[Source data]

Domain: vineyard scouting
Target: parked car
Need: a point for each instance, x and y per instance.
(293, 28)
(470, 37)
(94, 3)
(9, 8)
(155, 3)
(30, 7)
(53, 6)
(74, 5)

[Work to complete] Without leaving anything out, give the entries again exactly.

[Expected answer]
Domain: vineyard scouting
Target: parked car
Need: a point for each instance, x and y per instance.
(293, 28)
(470, 37)
(94, 3)
(9, 8)
(155, 3)
(30, 7)
(53, 6)
(74, 5)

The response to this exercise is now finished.